[YOUR TASK]
Rewrite the items starting at the first one and ending at the line that contains "pixel 52 50", replacing "instance" with "occurrence" everywhere it occurs and keeping all else unchanged.

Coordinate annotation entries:
::::::::::

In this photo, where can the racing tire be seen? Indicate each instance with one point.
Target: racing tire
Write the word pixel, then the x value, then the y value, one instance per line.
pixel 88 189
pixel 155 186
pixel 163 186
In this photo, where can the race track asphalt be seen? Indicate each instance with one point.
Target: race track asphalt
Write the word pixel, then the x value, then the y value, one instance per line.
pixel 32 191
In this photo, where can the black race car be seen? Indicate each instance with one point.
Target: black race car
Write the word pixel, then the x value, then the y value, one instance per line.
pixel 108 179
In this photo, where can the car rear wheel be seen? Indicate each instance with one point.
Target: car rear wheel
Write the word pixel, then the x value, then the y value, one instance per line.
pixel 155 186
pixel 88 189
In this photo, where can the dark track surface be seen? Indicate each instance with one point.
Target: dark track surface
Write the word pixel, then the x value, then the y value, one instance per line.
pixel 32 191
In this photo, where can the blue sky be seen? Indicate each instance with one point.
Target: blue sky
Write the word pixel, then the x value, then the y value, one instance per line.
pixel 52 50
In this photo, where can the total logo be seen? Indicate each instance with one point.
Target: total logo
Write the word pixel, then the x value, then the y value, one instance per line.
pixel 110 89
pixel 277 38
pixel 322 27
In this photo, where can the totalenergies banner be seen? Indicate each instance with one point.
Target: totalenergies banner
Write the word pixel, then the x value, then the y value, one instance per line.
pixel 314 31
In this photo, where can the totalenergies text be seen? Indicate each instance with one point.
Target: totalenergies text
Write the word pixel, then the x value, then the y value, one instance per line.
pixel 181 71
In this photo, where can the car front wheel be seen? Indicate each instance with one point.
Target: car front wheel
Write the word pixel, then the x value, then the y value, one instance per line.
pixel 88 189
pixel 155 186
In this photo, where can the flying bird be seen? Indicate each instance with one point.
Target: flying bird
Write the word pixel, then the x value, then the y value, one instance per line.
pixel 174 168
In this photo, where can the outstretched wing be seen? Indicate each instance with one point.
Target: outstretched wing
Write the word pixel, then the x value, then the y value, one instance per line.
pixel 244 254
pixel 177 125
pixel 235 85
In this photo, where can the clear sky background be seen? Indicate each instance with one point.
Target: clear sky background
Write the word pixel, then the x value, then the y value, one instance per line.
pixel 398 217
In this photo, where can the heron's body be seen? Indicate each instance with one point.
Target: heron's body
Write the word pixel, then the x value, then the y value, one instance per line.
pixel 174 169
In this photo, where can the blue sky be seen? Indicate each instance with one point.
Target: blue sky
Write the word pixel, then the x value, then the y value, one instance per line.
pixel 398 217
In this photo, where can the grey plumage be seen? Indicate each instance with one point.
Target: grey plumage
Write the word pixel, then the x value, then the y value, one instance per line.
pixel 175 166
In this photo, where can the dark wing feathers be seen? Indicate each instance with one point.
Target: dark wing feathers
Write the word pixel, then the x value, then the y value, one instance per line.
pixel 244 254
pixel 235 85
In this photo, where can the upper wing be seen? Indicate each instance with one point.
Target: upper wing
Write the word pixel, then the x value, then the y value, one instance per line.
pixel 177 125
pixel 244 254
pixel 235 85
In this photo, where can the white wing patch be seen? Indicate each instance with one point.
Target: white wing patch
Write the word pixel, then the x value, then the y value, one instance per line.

::::::::::

[COMPLETE RESPONSE]
In this photo, where can the racing tire be seen? Indicate each occurrence with one point.
Target: racing tire
Write the word pixel, then the x value, then the y value, one occurrence per line.
pixel 88 189
pixel 155 186
pixel 163 186
In this photo, where can the race track asphalt be seen? Indicate each occurrence with one point.
Target: race track asphalt
Write the word pixel, then the x value, then the y value, one occurrence per line.
pixel 32 191
In this photo, where can the black race car be seen? Indicate each occurrence with one point.
Target: black race car
Write the word pixel, then the x value, then the y value, one occurrence per line.
pixel 108 179
In this photo, where can the car rear wheel be seen? Indicate each occurrence with one point.
Target: car rear wheel
Write the word pixel, then the x value, then the y value, one occurrence per line.
pixel 155 186
pixel 88 189
In this photo, where can the dark track surface be seen? Indicate each occurrence with one point.
Target: dark track surface
Write the word pixel, then the x value, then the y value, one occurrence per line.
pixel 32 191
In this photo, where can the blue sky be seen? Indicate each occurrence with one point.
Target: blue sky
Write the word pixel, then the x value, then the y value, one occurrence per line.
pixel 52 50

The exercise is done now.